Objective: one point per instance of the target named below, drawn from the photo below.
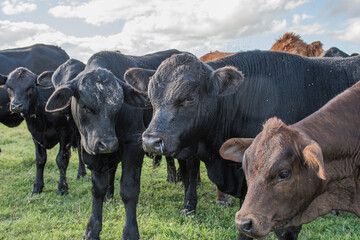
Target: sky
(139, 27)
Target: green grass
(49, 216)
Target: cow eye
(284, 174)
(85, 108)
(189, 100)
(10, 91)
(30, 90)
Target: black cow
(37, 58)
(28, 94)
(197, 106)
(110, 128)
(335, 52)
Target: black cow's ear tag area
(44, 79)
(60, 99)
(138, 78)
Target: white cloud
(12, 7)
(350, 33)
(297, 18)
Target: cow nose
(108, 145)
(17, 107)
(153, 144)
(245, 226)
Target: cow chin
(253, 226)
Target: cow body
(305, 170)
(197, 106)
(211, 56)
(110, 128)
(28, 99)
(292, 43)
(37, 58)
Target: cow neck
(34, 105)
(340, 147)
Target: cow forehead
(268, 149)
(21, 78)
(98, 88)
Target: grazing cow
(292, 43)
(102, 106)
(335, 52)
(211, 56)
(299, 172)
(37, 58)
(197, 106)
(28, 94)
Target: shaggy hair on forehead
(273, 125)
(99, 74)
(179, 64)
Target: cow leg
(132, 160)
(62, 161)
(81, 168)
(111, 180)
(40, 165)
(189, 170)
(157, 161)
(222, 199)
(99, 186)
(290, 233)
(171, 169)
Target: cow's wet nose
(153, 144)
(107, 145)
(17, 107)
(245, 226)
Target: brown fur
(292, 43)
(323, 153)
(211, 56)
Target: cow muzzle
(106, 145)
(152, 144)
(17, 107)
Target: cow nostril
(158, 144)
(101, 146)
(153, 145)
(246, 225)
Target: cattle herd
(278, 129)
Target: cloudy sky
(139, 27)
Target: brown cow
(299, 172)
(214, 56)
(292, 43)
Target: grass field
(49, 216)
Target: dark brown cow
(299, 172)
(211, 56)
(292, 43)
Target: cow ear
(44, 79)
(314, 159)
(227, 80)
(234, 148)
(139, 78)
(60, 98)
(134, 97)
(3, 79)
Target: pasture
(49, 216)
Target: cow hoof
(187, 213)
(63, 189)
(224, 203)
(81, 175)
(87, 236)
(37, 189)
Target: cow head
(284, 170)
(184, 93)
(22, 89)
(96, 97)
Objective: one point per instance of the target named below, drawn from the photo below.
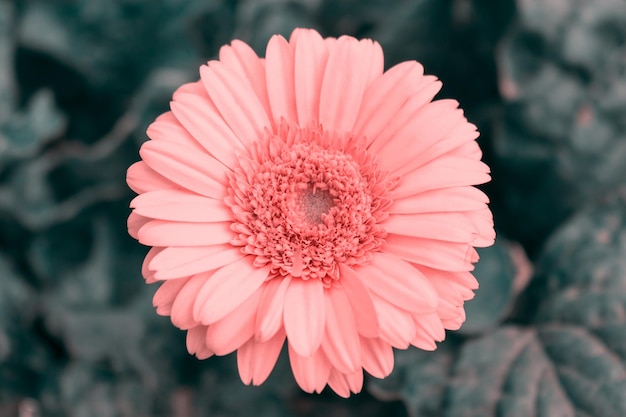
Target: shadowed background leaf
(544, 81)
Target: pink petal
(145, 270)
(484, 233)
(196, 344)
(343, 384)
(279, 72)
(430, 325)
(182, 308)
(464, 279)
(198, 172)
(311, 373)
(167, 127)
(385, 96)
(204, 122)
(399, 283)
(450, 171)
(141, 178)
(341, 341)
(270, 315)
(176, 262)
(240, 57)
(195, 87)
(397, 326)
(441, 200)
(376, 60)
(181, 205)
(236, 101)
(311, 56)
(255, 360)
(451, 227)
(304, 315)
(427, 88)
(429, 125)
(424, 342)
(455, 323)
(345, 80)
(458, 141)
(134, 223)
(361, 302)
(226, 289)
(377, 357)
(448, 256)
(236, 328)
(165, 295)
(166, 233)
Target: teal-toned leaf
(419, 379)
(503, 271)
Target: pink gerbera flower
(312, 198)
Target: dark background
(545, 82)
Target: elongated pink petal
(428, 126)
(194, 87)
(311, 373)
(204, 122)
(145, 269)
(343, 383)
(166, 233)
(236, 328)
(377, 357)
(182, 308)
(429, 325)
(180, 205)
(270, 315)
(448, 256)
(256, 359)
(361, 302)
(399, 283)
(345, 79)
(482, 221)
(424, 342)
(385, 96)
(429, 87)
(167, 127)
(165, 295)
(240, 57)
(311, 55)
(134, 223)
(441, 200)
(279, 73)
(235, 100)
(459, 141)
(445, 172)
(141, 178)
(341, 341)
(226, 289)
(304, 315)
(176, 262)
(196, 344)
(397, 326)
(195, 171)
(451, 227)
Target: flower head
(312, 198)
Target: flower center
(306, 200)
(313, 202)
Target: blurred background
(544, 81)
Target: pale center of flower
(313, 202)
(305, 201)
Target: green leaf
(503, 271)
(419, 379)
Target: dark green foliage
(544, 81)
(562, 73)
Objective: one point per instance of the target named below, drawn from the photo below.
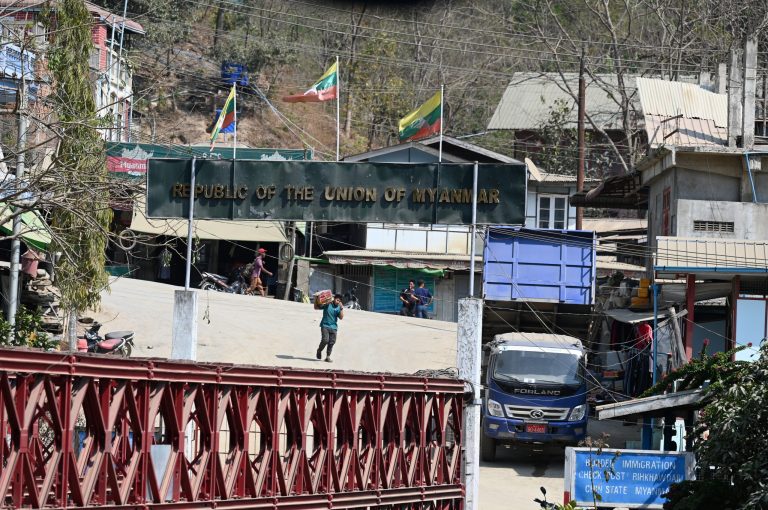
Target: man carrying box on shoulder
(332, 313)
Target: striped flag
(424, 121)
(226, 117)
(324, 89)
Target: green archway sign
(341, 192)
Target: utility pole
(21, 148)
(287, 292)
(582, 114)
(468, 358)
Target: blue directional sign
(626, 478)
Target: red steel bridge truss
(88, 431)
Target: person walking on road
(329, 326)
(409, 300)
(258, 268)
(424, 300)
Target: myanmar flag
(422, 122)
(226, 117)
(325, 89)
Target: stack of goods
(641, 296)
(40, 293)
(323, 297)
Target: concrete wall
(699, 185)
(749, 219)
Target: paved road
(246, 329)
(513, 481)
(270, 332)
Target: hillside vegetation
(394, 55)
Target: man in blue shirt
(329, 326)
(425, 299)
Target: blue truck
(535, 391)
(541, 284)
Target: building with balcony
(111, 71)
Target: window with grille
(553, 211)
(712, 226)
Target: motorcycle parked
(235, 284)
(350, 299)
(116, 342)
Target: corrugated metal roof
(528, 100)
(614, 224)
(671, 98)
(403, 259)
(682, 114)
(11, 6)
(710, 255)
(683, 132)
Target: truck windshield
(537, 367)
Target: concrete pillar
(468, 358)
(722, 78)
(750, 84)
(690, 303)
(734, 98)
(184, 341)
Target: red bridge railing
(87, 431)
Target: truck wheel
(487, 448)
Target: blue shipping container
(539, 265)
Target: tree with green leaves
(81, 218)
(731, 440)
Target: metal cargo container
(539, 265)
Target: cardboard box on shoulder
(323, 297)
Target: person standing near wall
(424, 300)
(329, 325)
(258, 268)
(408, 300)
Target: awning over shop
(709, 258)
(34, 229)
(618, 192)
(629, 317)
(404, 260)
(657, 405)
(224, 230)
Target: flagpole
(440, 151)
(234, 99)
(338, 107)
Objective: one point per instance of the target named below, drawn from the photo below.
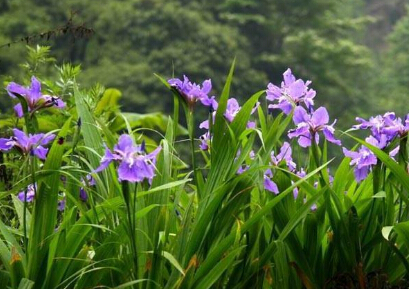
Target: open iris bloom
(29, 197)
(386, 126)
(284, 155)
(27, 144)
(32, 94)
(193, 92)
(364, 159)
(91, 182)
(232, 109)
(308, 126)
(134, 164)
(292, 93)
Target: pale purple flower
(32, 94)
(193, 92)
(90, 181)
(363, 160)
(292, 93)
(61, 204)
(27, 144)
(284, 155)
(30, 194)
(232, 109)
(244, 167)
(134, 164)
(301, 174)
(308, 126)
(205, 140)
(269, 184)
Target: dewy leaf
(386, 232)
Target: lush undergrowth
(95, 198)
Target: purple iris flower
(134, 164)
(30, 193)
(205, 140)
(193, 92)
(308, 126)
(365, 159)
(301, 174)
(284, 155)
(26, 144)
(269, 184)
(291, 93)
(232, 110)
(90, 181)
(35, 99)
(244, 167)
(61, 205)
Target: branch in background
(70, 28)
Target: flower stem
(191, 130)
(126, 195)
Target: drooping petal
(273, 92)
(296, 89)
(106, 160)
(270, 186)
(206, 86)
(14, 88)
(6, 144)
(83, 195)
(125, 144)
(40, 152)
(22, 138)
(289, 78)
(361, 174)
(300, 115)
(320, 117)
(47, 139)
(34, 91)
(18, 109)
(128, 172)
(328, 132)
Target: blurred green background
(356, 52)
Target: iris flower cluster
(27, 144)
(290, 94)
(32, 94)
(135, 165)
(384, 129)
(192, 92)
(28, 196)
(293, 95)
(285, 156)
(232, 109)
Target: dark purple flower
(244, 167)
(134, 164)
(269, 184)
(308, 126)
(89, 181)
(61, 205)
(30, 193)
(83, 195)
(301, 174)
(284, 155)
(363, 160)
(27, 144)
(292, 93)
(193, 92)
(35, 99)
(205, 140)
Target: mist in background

· · · ·

» **Task item**
With pictures excluded, the data must be transcribed in full and to the letter.

» **Solution for this task**
Objective: one point per instance of the target named below, drawn from the photo below.
Target: sky
(139, 27)
Target: green grass
(49, 216)
Target: cow eye
(284, 174)
(85, 108)
(189, 100)
(10, 91)
(30, 90)
Target: black cow
(37, 58)
(28, 94)
(197, 106)
(110, 128)
(335, 52)
Target: black cow's ear tag area
(44, 79)
(60, 99)
(138, 78)
Target: white cloud
(12, 7)
(350, 33)
(297, 18)
Target: cow nose
(108, 145)
(17, 107)
(153, 144)
(245, 226)
Target: cow chin
(253, 226)
Target: cow body
(305, 170)
(197, 106)
(211, 56)
(110, 128)
(28, 99)
(292, 43)
(37, 58)
Target: cow neck
(34, 105)
(340, 147)
Target: cow forehead
(268, 149)
(21, 78)
(98, 88)
Target: grazing cow
(292, 43)
(102, 106)
(335, 52)
(211, 56)
(299, 172)
(37, 58)
(197, 106)
(28, 94)
Target: shaggy hair on forehead
(273, 125)
(99, 74)
(179, 64)
Target: cow leg
(132, 160)
(62, 161)
(81, 168)
(111, 180)
(40, 165)
(189, 170)
(157, 161)
(222, 199)
(99, 186)
(290, 233)
(171, 169)
Target: cow's wet nose
(153, 144)
(107, 145)
(17, 107)
(245, 226)
Target: brown fur
(292, 43)
(323, 153)
(211, 56)
Target: cow muzzle
(106, 145)
(152, 144)
(17, 107)
Target: cow nostril
(158, 144)
(101, 146)
(153, 145)
(246, 225)
Target: cattle herd
(278, 129)
Target: cloudy sky
(139, 27)
Target: brown cow
(299, 172)
(214, 56)
(292, 43)
Target: grass field
(49, 216)
Target: dark brown cow
(299, 172)
(211, 56)
(292, 43)
Target: cow ear
(44, 79)
(314, 159)
(227, 80)
(234, 148)
(139, 78)
(60, 98)
(134, 97)
(3, 79)
Target: pasture
(49, 216)
Target: cow hoof
(187, 213)
(63, 189)
(224, 203)
(81, 175)
(87, 236)
(37, 189)
Target: cow head
(284, 170)
(184, 93)
(22, 89)
(96, 97)
Objective: one point per instance of the target named below, drawn from the photo below.
Target: shadowed background leaf
(544, 81)
Target: pink petal
(145, 270)
(484, 233)
(196, 344)
(343, 384)
(279, 72)
(430, 325)
(182, 308)
(464, 279)
(198, 172)
(311, 373)
(167, 127)
(385, 96)
(204, 122)
(399, 283)
(450, 171)
(141, 178)
(341, 341)
(270, 315)
(176, 262)
(240, 57)
(195, 87)
(397, 326)
(441, 200)
(376, 60)
(181, 205)
(236, 101)
(311, 56)
(255, 360)
(451, 227)
(304, 315)
(427, 88)
(429, 125)
(424, 342)
(455, 323)
(345, 80)
(458, 141)
(134, 223)
(361, 302)
(226, 289)
(377, 357)
(448, 256)
(236, 328)
(165, 295)
(166, 233)
Target: teal-toned leaf
(419, 379)
(503, 271)
Target: pink gerbera flower
(312, 198)
Target: dark background
(545, 82)
Target: elongated pink petal
(428, 126)
(194, 87)
(311, 373)
(204, 122)
(145, 269)
(343, 383)
(166, 233)
(236, 328)
(377, 357)
(182, 308)
(429, 325)
(180, 205)
(270, 315)
(448, 256)
(256, 359)
(361, 302)
(399, 283)
(345, 79)
(482, 221)
(424, 342)
(385, 96)
(429, 87)
(167, 127)
(165, 295)
(240, 57)
(311, 55)
(134, 223)
(441, 200)
(279, 73)
(235, 100)
(459, 141)
(445, 172)
(141, 178)
(341, 341)
(226, 289)
(304, 315)
(176, 262)
(196, 344)
(397, 326)
(195, 171)
(451, 227)
Target: flower head
(312, 198)
Target: flower center
(306, 200)
(313, 202)
Target: blurred background
(544, 81)
Target: pale center of flower
(313, 202)
(305, 201)
Target: green leaf
(503, 271)
(419, 379)
Target: dark green foliage
(544, 81)
(562, 73)
Objective: one point per instance of the target named below, drawn from the photo below.
Target: man carrying box on shoulder
(332, 313)
Target: striped flag
(424, 121)
(226, 117)
(324, 89)
Target: green archway sign
(341, 192)
Target: utility pole
(21, 148)
(287, 292)
(582, 114)
(468, 358)
Target: blue directional sign
(626, 478)
Target: red steel bridge truss
(88, 431)
Target: person walking on road
(329, 326)
(409, 300)
(258, 268)
(424, 300)
Target: myanmar flag
(422, 122)
(226, 117)
(325, 89)
Target: stack of goods
(641, 296)
(40, 293)
(323, 297)
Target: concrete wall
(699, 185)
(749, 219)
Target: paved road
(246, 329)
(513, 481)
(270, 332)
Target: hillside vegetation
(394, 55)
Target: man in blue shirt
(329, 326)
(425, 299)
Target: blue truck
(535, 391)
(541, 284)
Target: building with balcony
(111, 71)
Target: window with grille
(553, 211)
(712, 226)
Target: motorcycle parked
(235, 284)
(350, 299)
(116, 342)
Target: corrugated metal roof
(528, 100)
(614, 224)
(671, 98)
(403, 259)
(682, 114)
(11, 6)
(710, 255)
(683, 132)
Target: truck windshield
(537, 367)
Target: concrete pillar
(468, 358)
(722, 78)
(750, 84)
(690, 303)
(734, 98)
(184, 341)
Target: red bridge railing
(87, 431)
Target: truck wheel
(487, 448)
Target: blue shipping container
(539, 265)
Target: tree with green leaves
(81, 218)
(731, 440)
Target: metal cargo container
(539, 265)
Target: cardboard box on shoulder
(323, 297)
Target: person standing near wall
(424, 300)
(329, 325)
(258, 268)
(408, 300)
Target: awning over shop
(709, 258)
(34, 229)
(618, 192)
(629, 317)
(404, 260)
(657, 405)
(224, 230)
Target: flagpole
(440, 151)
(234, 99)
(338, 107)
Objective: one point per instance of the target named below, drawn from the photo below.
Target: open iris bloom
(29, 197)
(386, 126)
(284, 155)
(27, 144)
(32, 94)
(193, 92)
(364, 159)
(91, 182)
(232, 109)
(308, 126)
(134, 164)
(292, 93)
Target: pale purple flower
(32, 94)
(193, 92)
(90, 181)
(363, 160)
(292, 93)
(61, 204)
(27, 144)
(284, 155)
(30, 194)
(232, 109)
(244, 167)
(134, 164)
(301, 174)
(308, 126)
(205, 140)
(269, 184)
Target: dewy leaf
(386, 232)
Target: lush undergrowth
(95, 198)
Target: purple iris flower
(134, 164)
(30, 193)
(205, 140)
(193, 92)
(308, 126)
(365, 159)
(301, 174)
(284, 155)
(26, 144)
(269, 184)
(291, 93)
(232, 110)
(90, 181)
(35, 99)
(244, 167)
(61, 205)
Target: branch in background
(70, 28)
Target: flower stem
(191, 130)
(126, 195)
Target: drooping petal
(273, 92)
(296, 89)
(106, 160)
(270, 186)
(206, 86)
(14, 88)
(6, 144)
(83, 195)
(125, 144)
(40, 152)
(22, 138)
(289, 78)
(361, 174)
(300, 115)
(320, 117)
(47, 139)
(34, 91)
(18, 109)
(128, 172)
(328, 132)
Target: blurred green background
(356, 52)
Target: iris flower cluster
(27, 144)
(290, 94)
(32, 94)
(135, 165)
(384, 129)
(192, 92)
(28, 196)
(293, 95)
(285, 156)
(232, 109)
Target: dark purple flower
(244, 167)
(134, 164)
(269, 184)
(308, 126)
(89, 181)
(61, 205)
(30, 193)
(83, 195)
(301, 174)
(284, 155)
(363, 160)
(27, 144)
(292, 93)
(193, 92)
(35, 99)
(205, 140)
Target: mist in background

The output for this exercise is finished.